■ Aim: Copy out the records below, substituting "central point" for every "innermost point" and changing nothing else.

■ Object point labels:
___

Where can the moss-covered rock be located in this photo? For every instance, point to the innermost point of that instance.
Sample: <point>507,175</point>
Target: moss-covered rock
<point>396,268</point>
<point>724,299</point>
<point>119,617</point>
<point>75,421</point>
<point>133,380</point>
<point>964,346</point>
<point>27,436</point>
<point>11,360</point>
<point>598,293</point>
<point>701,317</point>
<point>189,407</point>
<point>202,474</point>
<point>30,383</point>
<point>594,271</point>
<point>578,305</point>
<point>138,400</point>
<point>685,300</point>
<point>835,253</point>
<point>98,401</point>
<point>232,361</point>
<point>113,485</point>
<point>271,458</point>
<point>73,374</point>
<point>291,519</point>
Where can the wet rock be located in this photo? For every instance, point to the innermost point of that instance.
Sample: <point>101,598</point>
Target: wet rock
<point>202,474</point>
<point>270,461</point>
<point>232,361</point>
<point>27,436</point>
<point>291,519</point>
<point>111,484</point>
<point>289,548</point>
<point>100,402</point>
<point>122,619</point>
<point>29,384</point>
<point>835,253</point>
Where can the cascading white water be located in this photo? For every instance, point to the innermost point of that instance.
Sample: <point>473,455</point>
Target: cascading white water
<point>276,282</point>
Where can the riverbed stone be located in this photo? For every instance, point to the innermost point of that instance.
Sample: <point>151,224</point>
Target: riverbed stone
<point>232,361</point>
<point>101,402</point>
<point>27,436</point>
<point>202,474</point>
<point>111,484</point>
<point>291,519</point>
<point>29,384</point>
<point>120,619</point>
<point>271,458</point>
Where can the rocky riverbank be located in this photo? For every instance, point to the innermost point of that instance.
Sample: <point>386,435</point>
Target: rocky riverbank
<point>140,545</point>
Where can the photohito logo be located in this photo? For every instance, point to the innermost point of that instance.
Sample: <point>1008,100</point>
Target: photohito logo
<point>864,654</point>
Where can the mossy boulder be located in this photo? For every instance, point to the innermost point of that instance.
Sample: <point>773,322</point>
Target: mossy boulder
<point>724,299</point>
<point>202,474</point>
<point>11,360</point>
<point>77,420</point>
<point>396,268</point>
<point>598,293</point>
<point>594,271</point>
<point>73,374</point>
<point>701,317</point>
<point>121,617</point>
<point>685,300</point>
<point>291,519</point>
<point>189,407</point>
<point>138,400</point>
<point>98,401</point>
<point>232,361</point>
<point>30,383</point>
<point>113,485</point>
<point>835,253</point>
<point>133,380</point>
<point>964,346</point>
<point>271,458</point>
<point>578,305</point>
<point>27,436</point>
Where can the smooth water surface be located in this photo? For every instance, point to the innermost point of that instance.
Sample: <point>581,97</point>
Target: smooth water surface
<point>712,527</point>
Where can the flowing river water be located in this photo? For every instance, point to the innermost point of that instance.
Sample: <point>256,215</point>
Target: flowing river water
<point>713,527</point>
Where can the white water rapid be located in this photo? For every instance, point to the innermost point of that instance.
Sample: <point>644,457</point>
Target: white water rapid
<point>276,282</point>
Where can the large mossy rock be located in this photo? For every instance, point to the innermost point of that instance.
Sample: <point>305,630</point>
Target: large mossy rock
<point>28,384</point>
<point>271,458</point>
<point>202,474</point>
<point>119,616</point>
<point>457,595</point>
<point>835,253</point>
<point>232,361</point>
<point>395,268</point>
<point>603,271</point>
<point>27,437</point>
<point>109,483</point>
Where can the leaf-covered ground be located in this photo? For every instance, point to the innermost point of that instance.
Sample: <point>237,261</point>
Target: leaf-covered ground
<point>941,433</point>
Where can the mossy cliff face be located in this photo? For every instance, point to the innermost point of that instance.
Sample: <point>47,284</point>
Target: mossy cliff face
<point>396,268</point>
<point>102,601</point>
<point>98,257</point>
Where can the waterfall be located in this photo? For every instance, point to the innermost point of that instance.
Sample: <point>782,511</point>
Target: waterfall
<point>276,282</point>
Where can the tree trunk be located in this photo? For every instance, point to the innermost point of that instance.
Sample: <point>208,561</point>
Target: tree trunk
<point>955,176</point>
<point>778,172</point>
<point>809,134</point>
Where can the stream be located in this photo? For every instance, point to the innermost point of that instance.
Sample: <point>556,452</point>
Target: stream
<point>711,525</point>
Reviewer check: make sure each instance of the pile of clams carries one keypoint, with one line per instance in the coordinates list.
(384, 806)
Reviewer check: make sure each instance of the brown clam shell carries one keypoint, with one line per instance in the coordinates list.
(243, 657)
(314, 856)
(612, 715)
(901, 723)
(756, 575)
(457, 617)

___

■ Result of this task:
Where can the moss-covered rock be located in this photo? For every instance, point to the central point of that instance.
Sample: <point>507,175</point>
Target: moss-covered rock
<point>396,268</point>
<point>724,299</point>
<point>119,617</point>
<point>75,421</point>
<point>133,380</point>
<point>964,346</point>
<point>27,436</point>
<point>11,360</point>
<point>598,293</point>
<point>701,317</point>
<point>189,407</point>
<point>202,474</point>
<point>30,383</point>
<point>594,271</point>
<point>578,305</point>
<point>138,400</point>
<point>685,300</point>
<point>835,253</point>
<point>98,401</point>
<point>232,361</point>
<point>113,485</point>
<point>271,458</point>
<point>73,374</point>
<point>291,519</point>
Where can the wet rock be located in this photo? For every instance, point to the central point of that instance.
Sample: <point>101,598</point>
Target: wet rock
<point>202,474</point>
<point>270,461</point>
<point>232,361</point>
<point>27,436</point>
<point>291,519</point>
<point>111,484</point>
<point>289,548</point>
<point>100,402</point>
<point>122,619</point>
<point>29,384</point>
<point>835,253</point>
Where can the cascading white water be located in this photo? For every instance, point to the central point of that instance.
Sample: <point>473,455</point>
Target: cascading white water
<point>276,282</point>
Where can the riverbed stone be located in this photo? For every instance, point to the central point of that instance.
Sample: <point>151,224</point>
Target: riverbed stone
<point>232,361</point>
<point>101,402</point>
<point>27,436</point>
<point>202,474</point>
<point>111,484</point>
<point>291,519</point>
<point>29,384</point>
<point>120,619</point>
<point>271,458</point>
Where can the rocky riverbank be located in this photo? For every instance, point to the central point of that instance.
Sample: <point>386,435</point>
Target: rocky riverbank
<point>140,545</point>
Where can the photohito logo be located in this photo? For every instance, point to the central point of that instance.
Sample: <point>1008,100</point>
Target: photohito logo
<point>864,654</point>
Where can the mossy boulder be located in this photo? For every instance, point to the central point of that instance.
Sample: <point>773,322</point>
Target: mossy boulder
<point>724,299</point>
<point>202,474</point>
<point>11,360</point>
<point>77,420</point>
<point>396,268</point>
<point>598,293</point>
<point>594,271</point>
<point>73,374</point>
<point>701,317</point>
<point>121,617</point>
<point>685,300</point>
<point>291,519</point>
<point>189,407</point>
<point>138,400</point>
<point>98,401</point>
<point>232,361</point>
<point>30,383</point>
<point>113,485</point>
<point>835,253</point>
<point>133,380</point>
<point>964,346</point>
<point>271,458</point>
<point>578,305</point>
<point>27,436</point>
Where can the smooth water surface be located in this photo? For every instance, point to the central point of that instance.
Sample: <point>581,97</point>
Target: smooth water surface
<point>712,527</point>
Where can the flowing river water be located in this photo? For every instance, point to the central point of that instance.
Sample: <point>256,215</point>
Target: flowing river water
<point>713,527</point>
Where can the white water rapid be located in this photo? For every instance, point to the central point of that instance.
Sample: <point>644,457</point>
Target: white water rapid
<point>276,282</point>
Where can the large mossy rock be located in this photo? For every instance, point to the central point of that instance.
Sample: <point>305,630</point>
Target: large mossy rock
<point>28,384</point>
<point>271,458</point>
<point>202,474</point>
<point>119,616</point>
<point>457,595</point>
<point>835,253</point>
<point>232,361</point>
<point>395,268</point>
<point>603,271</point>
<point>27,437</point>
<point>109,483</point>
Where can the leaf-covered ground be located in this photo? For every instance, point to the central point of that instance.
Sample: <point>237,261</point>
Target: leaf-covered ground
<point>941,433</point>
Where can the mossy cliff face be located in this photo? For every instance, point to the central point of that instance.
Sample: <point>47,284</point>
Target: mossy cliff face
<point>396,268</point>
<point>102,601</point>
<point>98,257</point>
Where can the waterfall be located in this photo? For every instance, point to the central point of that instance.
Sample: <point>782,511</point>
Target: waterfall
<point>276,282</point>
Where can the tree trunk be located in this photo? For every instance, point to the central point of that instance.
Sample: <point>208,561</point>
Target: tree trunk
<point>955,176</point>
<point>778,172</point>
<point>809,134</point>
Where can the stream be located in this photo? For every instance, point to the central point of that instance.
Sample: <point>556,452</point>
Target: stream
<point>711,525</point>
Reviewer check: make sure each instance of the pile of clams carries one keypoint, with one line per instance in the coordinates list.
(384, 806)
Reviewer check: make sure each instance of the brown clam shell carries one keypoint, with one line per instance in the coordinates list.
(243, 657)
(314, 856)
(612, 715)
(901, 723)
(756, 575)
(457, 617)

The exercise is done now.